# WHAT THE TASK ASKS
State the number of lines in the following data that include the word "below", with no other text.

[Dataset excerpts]
-----

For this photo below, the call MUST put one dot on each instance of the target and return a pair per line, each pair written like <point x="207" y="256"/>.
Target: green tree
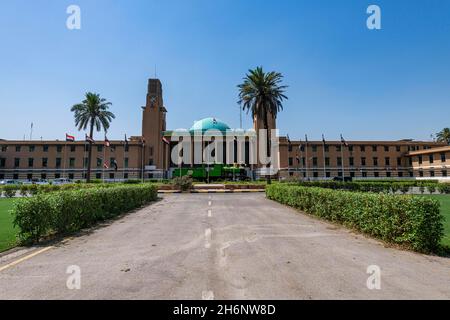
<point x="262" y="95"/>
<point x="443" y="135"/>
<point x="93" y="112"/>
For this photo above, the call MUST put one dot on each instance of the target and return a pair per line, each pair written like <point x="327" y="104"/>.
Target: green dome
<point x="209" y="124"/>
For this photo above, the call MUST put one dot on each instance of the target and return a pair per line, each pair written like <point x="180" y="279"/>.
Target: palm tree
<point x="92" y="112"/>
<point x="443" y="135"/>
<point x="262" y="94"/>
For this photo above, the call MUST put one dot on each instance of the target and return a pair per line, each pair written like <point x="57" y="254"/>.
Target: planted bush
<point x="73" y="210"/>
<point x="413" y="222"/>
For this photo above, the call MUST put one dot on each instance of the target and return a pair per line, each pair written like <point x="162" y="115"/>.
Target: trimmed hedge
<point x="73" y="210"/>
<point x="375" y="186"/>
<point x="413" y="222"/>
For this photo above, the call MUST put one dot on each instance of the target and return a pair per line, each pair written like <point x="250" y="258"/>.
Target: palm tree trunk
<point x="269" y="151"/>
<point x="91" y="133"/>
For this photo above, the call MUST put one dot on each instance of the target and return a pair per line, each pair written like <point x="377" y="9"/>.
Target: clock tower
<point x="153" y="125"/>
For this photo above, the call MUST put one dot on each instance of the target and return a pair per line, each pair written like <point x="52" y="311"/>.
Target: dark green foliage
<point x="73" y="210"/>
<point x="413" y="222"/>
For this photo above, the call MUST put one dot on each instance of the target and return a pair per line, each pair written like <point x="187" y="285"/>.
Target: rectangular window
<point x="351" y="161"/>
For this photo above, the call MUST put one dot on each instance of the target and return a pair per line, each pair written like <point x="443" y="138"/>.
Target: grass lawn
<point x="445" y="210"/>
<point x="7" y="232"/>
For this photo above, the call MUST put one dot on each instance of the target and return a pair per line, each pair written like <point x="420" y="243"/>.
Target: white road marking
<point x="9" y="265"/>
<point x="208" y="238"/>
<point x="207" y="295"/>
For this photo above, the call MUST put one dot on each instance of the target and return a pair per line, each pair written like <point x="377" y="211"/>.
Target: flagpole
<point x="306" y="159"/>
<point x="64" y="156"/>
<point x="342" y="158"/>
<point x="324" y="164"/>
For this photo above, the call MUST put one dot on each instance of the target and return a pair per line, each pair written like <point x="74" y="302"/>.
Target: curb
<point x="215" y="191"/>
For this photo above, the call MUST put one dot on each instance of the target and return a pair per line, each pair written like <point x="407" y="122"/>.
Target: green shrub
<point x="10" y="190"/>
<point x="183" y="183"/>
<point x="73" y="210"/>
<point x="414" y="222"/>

-----

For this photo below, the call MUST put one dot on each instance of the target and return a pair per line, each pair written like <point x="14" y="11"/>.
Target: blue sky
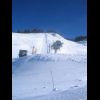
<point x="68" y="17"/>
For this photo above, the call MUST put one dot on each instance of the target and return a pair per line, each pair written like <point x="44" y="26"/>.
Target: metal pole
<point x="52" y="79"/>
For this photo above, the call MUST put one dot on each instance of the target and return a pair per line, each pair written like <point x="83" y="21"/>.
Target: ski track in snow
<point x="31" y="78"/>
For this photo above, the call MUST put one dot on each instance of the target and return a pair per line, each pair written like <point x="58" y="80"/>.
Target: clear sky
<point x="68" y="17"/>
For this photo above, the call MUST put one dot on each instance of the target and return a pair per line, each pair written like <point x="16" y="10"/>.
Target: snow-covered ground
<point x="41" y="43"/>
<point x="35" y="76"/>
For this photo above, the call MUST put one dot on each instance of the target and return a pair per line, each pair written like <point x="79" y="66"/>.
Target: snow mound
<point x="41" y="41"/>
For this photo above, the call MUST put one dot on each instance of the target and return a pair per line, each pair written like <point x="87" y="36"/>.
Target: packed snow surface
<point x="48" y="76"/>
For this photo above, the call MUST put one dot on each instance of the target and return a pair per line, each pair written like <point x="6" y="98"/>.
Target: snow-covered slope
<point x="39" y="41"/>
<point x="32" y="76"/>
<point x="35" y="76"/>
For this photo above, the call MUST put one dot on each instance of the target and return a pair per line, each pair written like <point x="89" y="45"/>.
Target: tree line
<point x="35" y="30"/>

-----

# ANSWER BOX
2